:: What the task requires ::
Write out all the records again, swapping "one instance per line" for "one point per line" everywhere it appears and changing nothing else. Don't include the pictures.

────────────────────

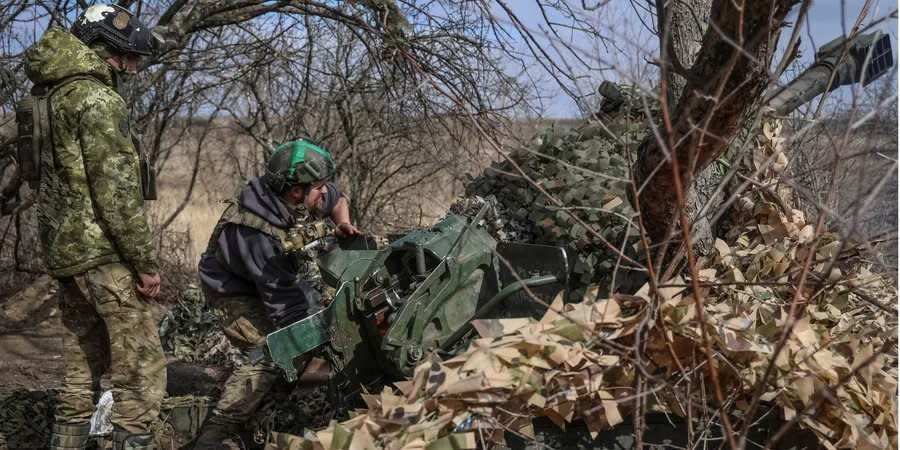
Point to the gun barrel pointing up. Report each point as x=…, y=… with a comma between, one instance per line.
x=840, y=62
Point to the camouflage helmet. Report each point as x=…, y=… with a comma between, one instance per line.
x=117, y=28
x=298, y=162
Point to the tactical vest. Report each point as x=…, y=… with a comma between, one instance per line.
x=35, y=141
x=306, y=262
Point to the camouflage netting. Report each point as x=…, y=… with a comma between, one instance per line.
x=784, y=315
x=191, y=333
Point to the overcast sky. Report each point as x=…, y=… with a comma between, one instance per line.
x=634, y=44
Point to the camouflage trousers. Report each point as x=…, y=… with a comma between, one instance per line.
x=246, y=323
x=107, y=327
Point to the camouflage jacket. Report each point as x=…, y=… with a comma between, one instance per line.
x=90, y=207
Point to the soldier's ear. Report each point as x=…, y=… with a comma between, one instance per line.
x=296, y=193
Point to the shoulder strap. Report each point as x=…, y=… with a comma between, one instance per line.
x=42, y=116
x=235, y=214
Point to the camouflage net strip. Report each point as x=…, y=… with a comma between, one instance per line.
x=836, y=373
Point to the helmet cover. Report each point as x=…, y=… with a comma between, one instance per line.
x=117, y=28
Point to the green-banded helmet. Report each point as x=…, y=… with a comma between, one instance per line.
x=298, y=162
x=117, y=28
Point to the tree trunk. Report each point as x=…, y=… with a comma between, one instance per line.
x=687, y=24
x=727, y=78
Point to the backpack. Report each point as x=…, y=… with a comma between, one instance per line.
x=35, y=139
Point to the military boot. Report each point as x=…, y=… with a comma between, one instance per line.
x=124, y=440
x=69, y=436
x=216, y=436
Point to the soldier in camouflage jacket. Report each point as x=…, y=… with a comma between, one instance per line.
x=94, y=234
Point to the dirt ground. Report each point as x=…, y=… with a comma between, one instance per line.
x=30, y=339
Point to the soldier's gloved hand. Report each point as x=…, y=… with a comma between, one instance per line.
x=345, y=229
x=148, y=284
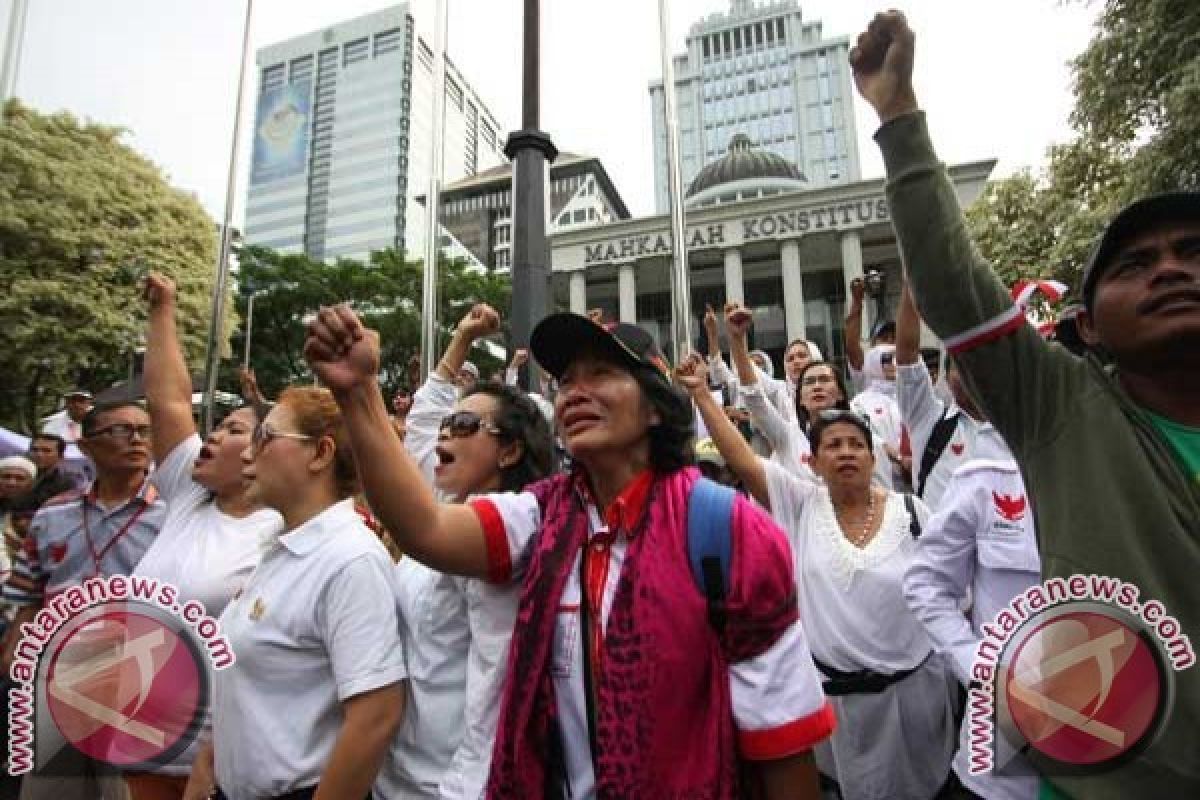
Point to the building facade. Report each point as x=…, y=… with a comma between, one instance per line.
x=765, y=72
x=786, y=252
x=477, y=212
x=342, y=137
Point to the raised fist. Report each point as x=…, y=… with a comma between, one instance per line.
x=159, y=290
x=341, y=352
x=693, y=374
x=857, y=289
x=882, y=65
x=738, y=319
x=480, y=322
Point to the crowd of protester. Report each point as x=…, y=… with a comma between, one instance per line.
x=641, y=581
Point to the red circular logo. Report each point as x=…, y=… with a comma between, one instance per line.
x=125, y=687
x=1085, y=687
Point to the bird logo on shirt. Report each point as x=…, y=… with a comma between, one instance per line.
x=1009, y=507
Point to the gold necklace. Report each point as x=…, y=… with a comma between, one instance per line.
x=861, y=539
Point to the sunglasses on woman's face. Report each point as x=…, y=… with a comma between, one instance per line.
x=461, y=425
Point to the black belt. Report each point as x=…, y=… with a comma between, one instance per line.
x=864, y=681
x=299, y=794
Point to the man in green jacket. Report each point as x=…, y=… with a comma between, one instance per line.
x=1110, y=455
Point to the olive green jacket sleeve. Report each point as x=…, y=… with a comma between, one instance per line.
x=1024, y=384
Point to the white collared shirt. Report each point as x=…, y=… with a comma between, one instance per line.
x=983, y=540
x=922, y=408
x=315, y=626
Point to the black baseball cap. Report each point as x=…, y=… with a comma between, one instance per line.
x=1135, y=217
x=559, y=338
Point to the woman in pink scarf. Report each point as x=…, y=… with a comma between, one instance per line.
x=619, y=685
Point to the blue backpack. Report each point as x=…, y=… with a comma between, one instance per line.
x=709, y=534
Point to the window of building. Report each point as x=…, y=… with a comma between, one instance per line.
x=388, y=41
x=354, y=52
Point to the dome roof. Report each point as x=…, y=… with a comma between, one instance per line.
x=745, y=162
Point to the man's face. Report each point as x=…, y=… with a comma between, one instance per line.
x=45, y=452
x=120, y=440
x=1146, y=304
x=77, y=407
x=13, y=482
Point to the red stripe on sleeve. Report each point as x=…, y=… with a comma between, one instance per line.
x=496, y=537
x=789, y=739
x=1012, y=325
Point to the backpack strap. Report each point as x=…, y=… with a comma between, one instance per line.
x=939, y=438
x=709, y=534
x=913, y=519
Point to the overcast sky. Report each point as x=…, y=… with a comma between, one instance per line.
x=993, y=76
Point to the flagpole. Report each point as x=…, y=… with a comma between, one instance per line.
x=430, y=354
x=13, y=43
x=681, y=282
x=213, y=360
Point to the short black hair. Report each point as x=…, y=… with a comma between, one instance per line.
x=672, y=439
x=89, y=419
x=825, y=421
x=802, y=414
x=520, y=420
x=59, y=441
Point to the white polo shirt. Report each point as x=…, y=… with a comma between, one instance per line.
x=775, y=691
x=921, y=409
x=983, y=541
x=433, y=626
x=315, y=626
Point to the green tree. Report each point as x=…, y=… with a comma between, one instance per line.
x=1137, y=116
x=81, y=215
x=385, y=292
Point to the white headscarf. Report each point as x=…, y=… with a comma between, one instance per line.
x=873, y=370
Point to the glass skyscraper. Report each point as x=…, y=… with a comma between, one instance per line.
x=342, y=138
x=762, y=71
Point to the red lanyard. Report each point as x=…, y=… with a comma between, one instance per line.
x=87, y=530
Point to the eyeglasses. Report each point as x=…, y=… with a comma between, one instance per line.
x=813, y=380
x=123, y=431
x=264, y=434
x=461, y=425
x=841, y=415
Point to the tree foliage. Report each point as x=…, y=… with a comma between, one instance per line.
x=385, y=292
x=1137, y=118
x=81, y=214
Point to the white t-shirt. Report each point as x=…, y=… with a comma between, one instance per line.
x=769, y=692
x=312, y=629
x=851, y=599
x=433, y=627
x=922, y=408
x=207, y=554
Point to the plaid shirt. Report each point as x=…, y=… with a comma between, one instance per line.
x=73, y=539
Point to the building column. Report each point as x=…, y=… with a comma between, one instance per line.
x=579, y=292
x=733, y=284
x=793, y=290
x=627, y=294
x=851, y=258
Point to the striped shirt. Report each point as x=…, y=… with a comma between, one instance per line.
x=73, y=539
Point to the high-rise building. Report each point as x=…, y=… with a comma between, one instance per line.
x=765, y=72
x=342, y=138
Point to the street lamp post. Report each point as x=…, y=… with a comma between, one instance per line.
x=532, y=151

────────────────────

:: Final result ::
Point to the gun barrel pointing up. Report each point as x=…, y=… with a comma between, one point per line.
x=840, y=62
Point to the camouflage helmet. Report each point as x=…, y=… with a comma between, one point per line.
x=117, y=28
x=298, y=162
Point to the tactical vest. Report each point as x=…, y=… with a comma between, one point per line.
x=35, y=141
x=306, y=262
Point to the camouflage netting. Report each point as x=…, y=… with a comma between, one point per line.
x=784, y=315
x=191, y=333
Point to the overcast sky. Report each point as x=…, y=… with a comma between, one point per line.
x=634, y=44
Point to the camouflage trousers. Report each point as x=…, y=… with a comma between, one point per line.
x=246, y=323
x=107, y=327
Point to the camouflage jacket. Report each point as x=…, y=… with a comma between, one point per line.
x=90, y=207
Point to the soldier's ear. Report each point as x=…, y=… with a comma between, one point per line.
x=296, y=193
Point to the shoulder strap. Report each point as x=…, y=… with a comma between, one point per line.
x=42, y=116
x=235, y=214
Point to the camouflage net strip. Report each point as x=…, y=… with a comma between, one point per line.
x=836, y=373
Point to the helmet cover. Report each point as x=…, y=… with a comma between, one point per line.
x=117, y=28
Point to the green-banded helmet. Report each point as x=…, y=… with a comma between, one point per line.
x=298, y=162
x=117, y=28
Point to the tree trunk. Report each point as x=…, y=… with a comma between, one point per line.
x=687, y=24
x=727, y=78
Point to the backpack. Report each point as x=…, y=… with a comma between, one point per line.
x=35, y=139
Point to the military boot. Report each point as x=…, y=… with a comma between, one point per line.
x=124, y=440
x=69, y=436
x=216, y=436
Point to the soldier in camouflage jacket. Report each point as x=…, y=… with a comma between, one point per line.
x=94, y=234
Point to the dirt ground. Report each point as x=…, y=… with a comma between, one point per line.
x=30, y=339
Point to the soldier's gloved hand. Report each point as x=…, y=… with a comma between, one point per line.
x=345, y=229
x=148, y=284
Point to the building facade. Report each point as x=…, y=… with a comma between, one point per line.
x=765, y=72
x=786, y=252
x=477, y=212
x=342, y=137
Point to the raised fist. Report each point as x=…, y=… with a comma between, one point per line.
x=159, y=290
x=341, y=352
x=693, y=374
x=857, y=289
x=882, y=65
x=738, y=319
x=480, y=322
Point to the crowd of protester. Report each point as x=…, y=… with a comma between, one point per line.
x=641, y=581
Point to the red circular logo. Report each point as x=…, y=… with a comma between, one point per line.
x=125, y=687
x=1085, y=687
Point to the bird logo on shirt. Report each point as x=…, y=… with a comma between, one point per line.
x=1009, y=507
Point to the gold necklace. Report each point as x=…, y=… with a comma between, one point per line.
x=861, y=539
Point to the sunglasses on woman's face. Report each point as x=…, y=… with a comma between, one point per line.
x=461, y=425
Point to the black belt. Report each point as x=…, y=… with a comma between, one point per line.
x=864, y=681
x=299, y=794
Point to the man in green jacket. Report each point as x=…, y=… with a comma between, one point per line.
x=1110, y=455
Point to the olive green jacket sleeve. Report each point as x=…, y=… with a comma between, one point per line.
x=1024, y=384
Point to the white collared shirt. Report each point as x=…, y=… with a comma between, one point per line.
x=983, y=540
x=922, y=408
x=315, y=626
Point to the black baseball cap. Report each point as x=…, y=… with a comma between, one point per line.
x=1135, y=217
x=559, y=338
Point to the woman in pink scarf. Report each point as x=…, y=… with a comma between, one point per line.
x=619, y=685
Point to the blue backpack. Report each point as x=…, y=… with a comma between, one point per line.
x=709, y=534
Point to the window of building. Report each point as x=…, y=… with a comma between, one point per line.
x=388, y=41
x=354, y=52
Point to the dome roof. Report each point as x=…, y=… with a comma between, one point per line.
x=745, y=162
Point to the man's face. Report each point as x=…, y=… with a comma between, one point per line.
x=45, y=452
x=120, y=440
x=1146, y=304
x=77, y=407
x=13, y=482
Point to the red stripe on sleeve. Report each point as x=…, y=… with a comma between, one point per line.
x=496, y=537
x=789, y=739
x=1012, y=325
Point to the backpack strap. Report each point as x=…, y=… with a comma between, one point per line.
x=939, y=438
x=709, y=534
x=913, y=519
Point to the overcast sky. Report each point as x=…, y=… with a comma between, one point per line.
x=993, y=76
Point to the flagpole. Report each point as x=…, y=… with a comma between, one point per line.
x=430, y=354
x=13, y=43
x=681, y=282
x=213, y=360
Point to the short black hair. Report each point as x=…, y=… with a comma between, one point per line.
x=672, y=439
x=89, y=419
x=825, y=421
x=802, y=414
x=520, y=420
x=59, y=441
Point to the white polo shirt. Report each point as x=…, y=… with a comma between, one point per line.
x=775, y=691
x=921, y=409
x=983, y=541
x=433, y=626
x=315, y=626
Point to the green tree. Report each point as x=…, y=… with a comma between, one point per line.
x=1137, y=116
x=81, y=215
x=385, y=292
Point to the white headscarf. Report each point as x=…, y=… with a comma between, one point per line.
x=873, y=370
Point to the glass skyscraper. Report each point as x=…, y=… with a comma between, one point per line.
x=342, y=138
x=762, y=71
Point to the red lanyard. Report each point as x=…, y=… with a comma between, one point per line.
x=87, y=530
Point to the eyeglasses. Report each point as x=…, y=… with a comma between, one point per line.
x=813, y=380
x=123, y=431
x=264, y=434
x=461, y=425
x=841, y=415
Point to the tree foliage. Report each point as x=…, y=… with a comma between, one point per line.
x=385, y=292
x=1137, y=118
x=81, y=214
Point to the white t-shirt. Report each point as x=…, y=… with a comma between, one point per line.
x=769, y=692
x=312, y=629
x=851, y=599
x=433, y=627
x=922, y=408
x=207, y=554
Point to the plaid shirt. Report each point as x=…, y=… with a comma between, one point per line.
x=73, y=539
Point to the building column. Report each point as x=…, y=… with a comma between, one point per line.
x=579, y=292
x=733, y=284
x=793, y=290
x=627, y=294
x=851, y=258
Point to the striped shirt. Report each point as x=…, y=… with a comma between, one point per line.
x=73, y=539
Point to the high-rise building. Report each point as x=…, y=… with a comma between, one point per line.
x=765, y=72
x=342, y=138
Point to the street lamp post. Report each point as x=…, y=… with a comma between, one point per line.
x=532, y=151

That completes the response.